Your answer should be the lines below from the one holding "[point] shovel (one" through the one holding "[point] reflective stripe", copied exactly and with nothing else.

○ ○ ○ ○

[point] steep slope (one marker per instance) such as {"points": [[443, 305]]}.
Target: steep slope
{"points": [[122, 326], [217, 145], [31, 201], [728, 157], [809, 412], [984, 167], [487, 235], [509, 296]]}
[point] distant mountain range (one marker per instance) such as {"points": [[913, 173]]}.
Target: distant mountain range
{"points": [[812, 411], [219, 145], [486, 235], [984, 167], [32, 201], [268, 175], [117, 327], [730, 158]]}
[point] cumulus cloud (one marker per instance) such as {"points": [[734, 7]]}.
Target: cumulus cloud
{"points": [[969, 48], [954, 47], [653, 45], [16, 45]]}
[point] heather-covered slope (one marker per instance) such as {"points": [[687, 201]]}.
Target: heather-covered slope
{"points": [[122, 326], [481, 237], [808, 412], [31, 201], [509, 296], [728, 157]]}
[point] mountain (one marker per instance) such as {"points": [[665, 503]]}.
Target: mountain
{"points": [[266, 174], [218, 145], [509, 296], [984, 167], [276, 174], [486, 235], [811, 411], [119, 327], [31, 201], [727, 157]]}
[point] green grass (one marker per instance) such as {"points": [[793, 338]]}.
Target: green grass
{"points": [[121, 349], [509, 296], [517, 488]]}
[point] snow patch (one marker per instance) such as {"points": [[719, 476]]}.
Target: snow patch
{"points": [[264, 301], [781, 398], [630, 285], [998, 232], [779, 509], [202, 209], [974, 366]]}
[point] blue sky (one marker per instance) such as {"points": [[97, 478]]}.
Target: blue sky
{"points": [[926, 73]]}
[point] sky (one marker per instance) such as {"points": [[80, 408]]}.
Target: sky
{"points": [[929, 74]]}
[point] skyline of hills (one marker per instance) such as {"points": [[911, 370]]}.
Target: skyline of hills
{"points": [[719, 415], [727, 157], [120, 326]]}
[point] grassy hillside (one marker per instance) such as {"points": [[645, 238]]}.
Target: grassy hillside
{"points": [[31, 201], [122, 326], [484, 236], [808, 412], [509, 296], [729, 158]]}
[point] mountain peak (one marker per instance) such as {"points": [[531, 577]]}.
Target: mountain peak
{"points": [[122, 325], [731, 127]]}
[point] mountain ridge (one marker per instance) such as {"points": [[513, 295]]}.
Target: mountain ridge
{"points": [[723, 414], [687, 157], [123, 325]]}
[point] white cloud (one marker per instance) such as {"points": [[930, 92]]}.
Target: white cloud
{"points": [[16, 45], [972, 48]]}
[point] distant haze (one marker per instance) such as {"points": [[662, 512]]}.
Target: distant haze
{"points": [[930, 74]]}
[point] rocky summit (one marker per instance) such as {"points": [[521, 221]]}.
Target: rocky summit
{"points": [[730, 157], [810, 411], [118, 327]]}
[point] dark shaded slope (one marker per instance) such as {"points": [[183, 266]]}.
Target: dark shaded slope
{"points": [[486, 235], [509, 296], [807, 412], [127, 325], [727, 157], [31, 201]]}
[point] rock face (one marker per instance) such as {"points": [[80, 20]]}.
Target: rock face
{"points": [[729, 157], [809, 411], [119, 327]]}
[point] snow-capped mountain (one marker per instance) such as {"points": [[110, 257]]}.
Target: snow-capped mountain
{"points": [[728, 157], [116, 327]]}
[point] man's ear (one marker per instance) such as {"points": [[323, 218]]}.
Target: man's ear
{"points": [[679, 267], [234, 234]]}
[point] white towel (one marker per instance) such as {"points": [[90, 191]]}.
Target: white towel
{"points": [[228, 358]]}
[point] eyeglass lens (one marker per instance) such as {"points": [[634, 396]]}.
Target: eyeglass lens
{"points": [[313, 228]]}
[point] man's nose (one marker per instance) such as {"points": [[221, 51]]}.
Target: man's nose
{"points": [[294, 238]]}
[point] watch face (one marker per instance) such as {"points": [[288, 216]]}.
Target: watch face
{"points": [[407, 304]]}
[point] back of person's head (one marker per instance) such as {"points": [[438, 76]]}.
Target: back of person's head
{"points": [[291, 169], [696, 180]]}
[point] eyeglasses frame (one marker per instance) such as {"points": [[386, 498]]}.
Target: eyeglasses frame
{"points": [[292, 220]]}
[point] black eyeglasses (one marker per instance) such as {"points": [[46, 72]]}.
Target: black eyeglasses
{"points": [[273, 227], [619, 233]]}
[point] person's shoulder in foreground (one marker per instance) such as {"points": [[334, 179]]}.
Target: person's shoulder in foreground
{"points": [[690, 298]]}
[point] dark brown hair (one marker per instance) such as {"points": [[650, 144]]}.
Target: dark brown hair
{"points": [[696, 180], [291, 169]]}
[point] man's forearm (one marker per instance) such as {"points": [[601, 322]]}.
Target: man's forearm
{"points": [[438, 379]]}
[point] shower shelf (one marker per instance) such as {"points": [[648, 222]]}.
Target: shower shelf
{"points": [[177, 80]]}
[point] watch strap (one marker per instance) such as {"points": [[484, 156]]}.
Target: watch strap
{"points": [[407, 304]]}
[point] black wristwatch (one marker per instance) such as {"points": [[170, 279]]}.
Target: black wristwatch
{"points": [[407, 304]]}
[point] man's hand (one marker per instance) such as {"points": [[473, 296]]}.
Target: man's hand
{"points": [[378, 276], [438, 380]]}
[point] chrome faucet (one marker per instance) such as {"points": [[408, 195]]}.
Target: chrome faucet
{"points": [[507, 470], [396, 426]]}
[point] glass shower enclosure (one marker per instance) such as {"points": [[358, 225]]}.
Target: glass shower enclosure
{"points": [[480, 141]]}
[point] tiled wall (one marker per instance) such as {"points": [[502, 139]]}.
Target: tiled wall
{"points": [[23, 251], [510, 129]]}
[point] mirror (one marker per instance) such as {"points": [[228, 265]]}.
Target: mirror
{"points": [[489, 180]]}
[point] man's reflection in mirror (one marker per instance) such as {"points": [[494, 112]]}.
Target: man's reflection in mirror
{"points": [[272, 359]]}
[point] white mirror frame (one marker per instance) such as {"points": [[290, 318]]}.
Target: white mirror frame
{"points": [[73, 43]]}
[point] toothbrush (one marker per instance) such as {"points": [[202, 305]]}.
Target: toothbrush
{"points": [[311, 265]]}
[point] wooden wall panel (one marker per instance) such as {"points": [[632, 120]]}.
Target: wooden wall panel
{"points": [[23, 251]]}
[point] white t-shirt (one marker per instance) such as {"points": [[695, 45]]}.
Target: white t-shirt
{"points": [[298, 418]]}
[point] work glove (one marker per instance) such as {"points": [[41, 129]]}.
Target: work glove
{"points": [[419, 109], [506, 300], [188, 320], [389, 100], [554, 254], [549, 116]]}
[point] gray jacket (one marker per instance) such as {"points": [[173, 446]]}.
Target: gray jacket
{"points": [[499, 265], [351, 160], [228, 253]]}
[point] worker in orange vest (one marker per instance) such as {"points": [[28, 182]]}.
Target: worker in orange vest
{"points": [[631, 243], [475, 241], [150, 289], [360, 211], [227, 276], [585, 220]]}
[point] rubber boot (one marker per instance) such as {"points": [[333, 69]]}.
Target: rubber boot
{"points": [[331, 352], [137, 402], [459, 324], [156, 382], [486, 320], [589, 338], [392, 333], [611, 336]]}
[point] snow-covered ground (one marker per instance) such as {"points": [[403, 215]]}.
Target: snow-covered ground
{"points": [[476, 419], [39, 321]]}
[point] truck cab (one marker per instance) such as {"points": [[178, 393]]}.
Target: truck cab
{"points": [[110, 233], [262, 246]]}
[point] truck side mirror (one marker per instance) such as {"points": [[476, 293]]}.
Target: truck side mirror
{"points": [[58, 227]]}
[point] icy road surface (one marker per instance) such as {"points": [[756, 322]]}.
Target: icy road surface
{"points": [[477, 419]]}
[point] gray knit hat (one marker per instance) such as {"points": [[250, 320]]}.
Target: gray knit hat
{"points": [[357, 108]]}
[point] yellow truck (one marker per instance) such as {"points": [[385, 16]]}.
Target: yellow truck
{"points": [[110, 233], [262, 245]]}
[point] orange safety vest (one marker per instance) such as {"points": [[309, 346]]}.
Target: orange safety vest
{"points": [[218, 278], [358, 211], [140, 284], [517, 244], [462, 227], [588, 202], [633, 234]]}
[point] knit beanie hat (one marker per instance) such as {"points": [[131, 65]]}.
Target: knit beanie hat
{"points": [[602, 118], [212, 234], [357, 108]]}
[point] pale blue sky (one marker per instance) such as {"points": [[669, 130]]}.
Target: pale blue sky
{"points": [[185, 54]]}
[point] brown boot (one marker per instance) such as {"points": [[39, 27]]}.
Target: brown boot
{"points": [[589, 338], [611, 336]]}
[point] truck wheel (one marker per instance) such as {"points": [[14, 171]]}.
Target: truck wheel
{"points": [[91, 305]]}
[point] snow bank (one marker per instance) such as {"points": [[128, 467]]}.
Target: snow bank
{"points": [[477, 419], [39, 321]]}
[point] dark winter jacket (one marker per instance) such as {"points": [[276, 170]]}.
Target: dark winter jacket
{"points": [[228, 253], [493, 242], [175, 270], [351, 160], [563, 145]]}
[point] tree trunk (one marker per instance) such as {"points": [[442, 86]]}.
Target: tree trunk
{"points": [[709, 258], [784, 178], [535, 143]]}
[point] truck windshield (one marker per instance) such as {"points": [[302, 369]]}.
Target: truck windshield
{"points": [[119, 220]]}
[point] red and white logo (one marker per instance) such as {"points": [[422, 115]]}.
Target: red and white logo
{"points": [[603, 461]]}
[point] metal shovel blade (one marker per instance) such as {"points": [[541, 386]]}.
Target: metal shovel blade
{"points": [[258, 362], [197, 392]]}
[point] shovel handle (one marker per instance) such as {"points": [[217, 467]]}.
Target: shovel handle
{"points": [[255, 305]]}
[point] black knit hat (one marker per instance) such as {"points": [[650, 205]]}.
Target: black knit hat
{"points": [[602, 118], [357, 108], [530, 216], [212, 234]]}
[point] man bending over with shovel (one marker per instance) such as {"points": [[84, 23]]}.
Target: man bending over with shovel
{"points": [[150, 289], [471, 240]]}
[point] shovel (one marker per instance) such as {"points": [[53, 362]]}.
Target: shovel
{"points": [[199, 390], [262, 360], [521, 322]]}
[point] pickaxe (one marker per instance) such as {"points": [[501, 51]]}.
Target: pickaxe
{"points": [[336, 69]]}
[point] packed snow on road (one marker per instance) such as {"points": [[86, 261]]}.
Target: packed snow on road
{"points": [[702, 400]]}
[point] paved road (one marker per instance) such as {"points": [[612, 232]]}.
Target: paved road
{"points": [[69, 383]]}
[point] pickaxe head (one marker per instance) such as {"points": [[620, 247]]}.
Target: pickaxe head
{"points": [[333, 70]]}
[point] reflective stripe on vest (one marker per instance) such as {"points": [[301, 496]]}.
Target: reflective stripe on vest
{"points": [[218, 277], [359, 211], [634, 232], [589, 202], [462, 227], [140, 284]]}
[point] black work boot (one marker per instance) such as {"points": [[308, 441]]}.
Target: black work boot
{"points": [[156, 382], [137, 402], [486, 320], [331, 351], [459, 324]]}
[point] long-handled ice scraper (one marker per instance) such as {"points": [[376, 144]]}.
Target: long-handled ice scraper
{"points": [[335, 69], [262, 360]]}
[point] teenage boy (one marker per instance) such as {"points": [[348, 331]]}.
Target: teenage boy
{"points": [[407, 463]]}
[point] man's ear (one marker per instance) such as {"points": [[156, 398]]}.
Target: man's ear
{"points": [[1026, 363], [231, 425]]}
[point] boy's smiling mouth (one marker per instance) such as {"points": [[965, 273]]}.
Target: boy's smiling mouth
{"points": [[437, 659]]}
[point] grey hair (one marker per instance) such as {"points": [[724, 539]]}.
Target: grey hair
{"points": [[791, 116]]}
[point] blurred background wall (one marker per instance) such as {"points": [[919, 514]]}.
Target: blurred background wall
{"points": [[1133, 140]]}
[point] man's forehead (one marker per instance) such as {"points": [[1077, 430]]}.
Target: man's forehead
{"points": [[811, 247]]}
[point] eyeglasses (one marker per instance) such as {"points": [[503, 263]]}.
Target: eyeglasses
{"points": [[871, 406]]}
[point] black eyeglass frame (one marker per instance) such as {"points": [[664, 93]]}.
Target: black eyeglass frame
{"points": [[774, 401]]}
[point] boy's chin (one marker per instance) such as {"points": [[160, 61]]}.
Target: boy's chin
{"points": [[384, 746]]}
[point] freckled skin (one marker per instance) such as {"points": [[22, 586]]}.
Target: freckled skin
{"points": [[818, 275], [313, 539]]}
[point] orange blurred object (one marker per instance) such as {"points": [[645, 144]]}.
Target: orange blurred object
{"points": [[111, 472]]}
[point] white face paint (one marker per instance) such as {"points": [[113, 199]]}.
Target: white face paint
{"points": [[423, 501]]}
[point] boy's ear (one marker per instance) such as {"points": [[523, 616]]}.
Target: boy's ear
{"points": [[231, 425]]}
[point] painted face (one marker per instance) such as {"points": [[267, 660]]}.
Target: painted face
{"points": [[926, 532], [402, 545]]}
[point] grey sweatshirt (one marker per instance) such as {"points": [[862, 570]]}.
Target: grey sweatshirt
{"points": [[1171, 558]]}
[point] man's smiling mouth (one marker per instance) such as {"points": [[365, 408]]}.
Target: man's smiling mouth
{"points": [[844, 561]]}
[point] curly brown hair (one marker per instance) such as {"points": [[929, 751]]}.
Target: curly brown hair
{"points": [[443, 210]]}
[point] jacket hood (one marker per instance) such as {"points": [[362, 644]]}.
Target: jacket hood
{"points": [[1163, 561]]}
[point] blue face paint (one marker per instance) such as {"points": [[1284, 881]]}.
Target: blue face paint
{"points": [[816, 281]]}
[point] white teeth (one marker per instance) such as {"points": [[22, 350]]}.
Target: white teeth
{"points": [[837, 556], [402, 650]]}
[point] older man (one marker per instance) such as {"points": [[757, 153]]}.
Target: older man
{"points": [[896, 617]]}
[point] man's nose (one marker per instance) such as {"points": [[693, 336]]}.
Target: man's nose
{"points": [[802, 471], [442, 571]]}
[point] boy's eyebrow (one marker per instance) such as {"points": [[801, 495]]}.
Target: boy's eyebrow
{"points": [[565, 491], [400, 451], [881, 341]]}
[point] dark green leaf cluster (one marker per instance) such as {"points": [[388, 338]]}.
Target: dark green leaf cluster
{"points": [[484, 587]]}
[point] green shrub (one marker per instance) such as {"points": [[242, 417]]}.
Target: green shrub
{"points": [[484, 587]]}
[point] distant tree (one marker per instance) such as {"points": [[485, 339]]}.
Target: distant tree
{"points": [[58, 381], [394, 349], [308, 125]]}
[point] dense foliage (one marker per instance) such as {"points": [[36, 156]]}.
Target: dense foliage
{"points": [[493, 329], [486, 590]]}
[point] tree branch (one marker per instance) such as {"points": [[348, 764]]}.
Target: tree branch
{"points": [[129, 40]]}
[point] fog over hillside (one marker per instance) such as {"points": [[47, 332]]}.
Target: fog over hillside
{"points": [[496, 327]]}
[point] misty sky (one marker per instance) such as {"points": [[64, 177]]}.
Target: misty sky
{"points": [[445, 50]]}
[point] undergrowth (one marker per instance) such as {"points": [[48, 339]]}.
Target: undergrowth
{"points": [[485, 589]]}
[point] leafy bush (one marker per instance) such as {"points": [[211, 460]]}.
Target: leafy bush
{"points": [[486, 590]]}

○ ○ ○ ○

◆ Response area:
[point] shovel (one marker per instance) such as {"points": [[53, 362]]}.
Target: shovel
{"points": [[199, 390], [262, 360], [521, 322]]}
[point] pickaxe (one marker per instance) such as {"points": [[501, 51]]}.
Target: pickaxe
{"points": [[336, 69]]}
[point] packed snow on road (one marker per instance) such as {"points": [[86, 261]]}.
Target: packed snow on road
{"points": [[702, 400]]}
[point] paved road (one marker per instance) such as {"points": [[612, 232]]}.
Target: paved road
{"points": [[69, 383]]}
[point] pickaxe head (one marker per instance) such as {"points": [[620, 247]]}.
Target: pickaxe head
{"points": [[333, 70]]}
[point] reflective stripe on vest (one marker per instance) such as {"points": [[301, 496]]}.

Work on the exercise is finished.